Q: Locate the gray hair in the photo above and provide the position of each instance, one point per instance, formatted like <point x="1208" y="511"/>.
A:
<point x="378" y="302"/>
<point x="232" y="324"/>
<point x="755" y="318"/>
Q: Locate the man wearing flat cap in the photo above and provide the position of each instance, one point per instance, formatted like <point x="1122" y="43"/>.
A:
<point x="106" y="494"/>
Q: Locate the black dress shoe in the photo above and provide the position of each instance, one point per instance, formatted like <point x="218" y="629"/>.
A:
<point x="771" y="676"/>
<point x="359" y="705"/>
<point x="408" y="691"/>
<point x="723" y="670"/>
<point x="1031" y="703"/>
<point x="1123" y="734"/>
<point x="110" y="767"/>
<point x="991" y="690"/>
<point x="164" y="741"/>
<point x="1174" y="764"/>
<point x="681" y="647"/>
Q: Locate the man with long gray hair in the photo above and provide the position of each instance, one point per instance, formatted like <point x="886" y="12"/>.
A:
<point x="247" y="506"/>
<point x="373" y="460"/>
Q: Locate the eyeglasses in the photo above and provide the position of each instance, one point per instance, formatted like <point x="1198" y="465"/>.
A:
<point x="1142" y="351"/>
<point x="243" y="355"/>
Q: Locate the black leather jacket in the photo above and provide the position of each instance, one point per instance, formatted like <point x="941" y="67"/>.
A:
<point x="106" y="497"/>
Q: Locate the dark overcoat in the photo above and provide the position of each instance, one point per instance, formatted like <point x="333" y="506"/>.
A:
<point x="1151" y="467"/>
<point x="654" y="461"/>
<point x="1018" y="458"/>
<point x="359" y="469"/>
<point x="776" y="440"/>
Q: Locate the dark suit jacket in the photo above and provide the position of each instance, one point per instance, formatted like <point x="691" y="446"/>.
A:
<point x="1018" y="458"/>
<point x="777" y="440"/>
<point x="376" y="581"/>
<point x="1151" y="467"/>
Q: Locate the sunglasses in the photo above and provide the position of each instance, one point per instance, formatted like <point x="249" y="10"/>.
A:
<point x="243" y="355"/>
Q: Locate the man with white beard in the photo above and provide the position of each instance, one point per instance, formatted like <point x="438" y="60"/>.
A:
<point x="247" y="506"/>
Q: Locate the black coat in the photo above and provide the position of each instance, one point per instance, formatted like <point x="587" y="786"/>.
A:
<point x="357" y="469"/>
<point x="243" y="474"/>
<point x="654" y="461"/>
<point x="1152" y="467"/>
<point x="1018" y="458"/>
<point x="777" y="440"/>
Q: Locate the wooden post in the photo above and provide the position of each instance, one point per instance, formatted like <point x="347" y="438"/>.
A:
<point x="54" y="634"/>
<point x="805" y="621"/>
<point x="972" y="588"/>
──────
■ **Set problem**
Convert every line of the items above into a JSON array of strings, one string per line, and leave out any blank lines.

■ **Task result**
[
  "Q: Locate the gray hair in the photo above and provide the position of each instance, one point per instance, formatted like <point x=\"1208\" y=\"511\"/>.",
  "A:",
  "<point x=\"378\" y=\"302\"/>",
  "<point x=\"232\" y=\"324\"/>",
  "<point x=\"755\" y=\"318\"/>",
  "Q: Locate the man wearing flat cap in the photo above and provide the position of each instance, one point per instance, formatted like <point x=\"1122\" y=\"43\"/>.",
  "A:",
  "<point x=\"106\" y=\"494\"/>",
  "Q: Locate the black dress shoe in the photo above and provide the position of each instance, one point per instance, formatted like <point x=\"218\" y=\"629\"/>.",
  "A:",
  "<point x=\"771\" y=\"676\"/>",
  "<point x=\"359\" y=\"705\"/>",
  "<point x=\"408\" y=\"691\"/>",
  "<point x=\"723\" y=\"670\"/>",
  "<point x=\"1031\" y=\"703\"/>",
  "<point x=\"1123\" y=\"734\"/>",
  "<point x=\"110\" y=\"767\"/>",
  "<point x=\"991\" y=\"690\"/>",
  "<point x=\"164\" y=\"741\"/>",
  "<point x=\"1174\" y=\"764\"/>",
  "<point x=\"681\" y=\"647\"/>",
  "Q: Locate the man with long gray hair in the photo above and provide the position of each instance, one point per instance, formatted like <point x=\"886\" y=\"12\"/>.",
  "A:",
  "<point x=\"247\" y=\"506\"/>",
  "<point x=\"373\" y=\"460\"/>",
  "Q: Locate the eyeglasses in the photo above and provide the position of each instance, one point per instance, formatted like <point x=\"1198\" y=\"465\"/>.",
  "A:",
  "<point x=\"1142\" y=\"351\"/>",
  "<point x=\"243\" y=\"355\"/>",
  "Q: Locate the black leather jacket in the photo above and provide the position of each instance, one point per instance, formatted like <point x=\"941\" y=\"67\"/>.",
  "A:",
  "<point x=\"106\" y=\"497\"/>",
  "Q: Locate the dark overcoat in the photo above and provide the position of each instance, one point per instance, formatted like <point x=\"333\" y=\"506\"/>.",
  "A:",
  "<point x=\"1151\" y=\"467\"/>",
  "<point x=\"654\" y=\"461\"/>",
  "<point x=\"1018\" y=\"458\"/>",
  "<point x=\"359\" y=\"469\"/>",
  "<point x=\"776\" y=\"440\"/>",
  "Q: Locate the dark suit jacket in the photo above and provide the position of each instance, one point per instance, formatted like <point x=\"691\" y=\"446\"/>.",
  "A:",
  "<point x=\"1018\" y=\"458\"/>",
  "<point x=\"777\" y=\"440\"/>",
  "<point x=\"376\" y=\"581\"/>",
  "<point x=\"1151\" y=\"467\"/>",
  "Q: Locate the sunglasses in the photo above and provide the position of each instance, one point per instance, formatted like <point x=\"249\" y=\"10\"/>.",
  "A:",
  "<point x=\"243\" y=\"355\"/>",
  "Q: Locate the man with white beard in the photo above and provide the position of each instance, one point per instance, formatted like <point x=\"438\" y=\"60\"/>.",
  "A:",
  "<point x=\"247\" y=\"506\"/>",
  "Q: Locate the black coat in the photo above and provide the position of each instance, one point per instance, formatted like <point x=\"587\" y=\"786\"/>.",
  "A:",
  "<point x=\"357\" y=\"469\"/>",
  "<point x=\"243\" y=\"474\"/>",
  "<point x=\"654\" y=\"461\"/>",
  "<point x=\"1152\" y=\"467\"/>",
  "<point x=\"1018\" y=\"458\"/>",
  "<point x=\"777\" y=\"440\"/>",
  "Q: Locate the wooden post in the photo above and provide the position of each instance, one point per instance, formatted like <point x=\"347\" y=\"438\"/>.",
  "A:",
  "<point x=\"54\" y=\"634\"/>",
  "<point x=\"805\" y=\"621\"/>",
  "<point x=\"972\" y=\"588\"/>"
]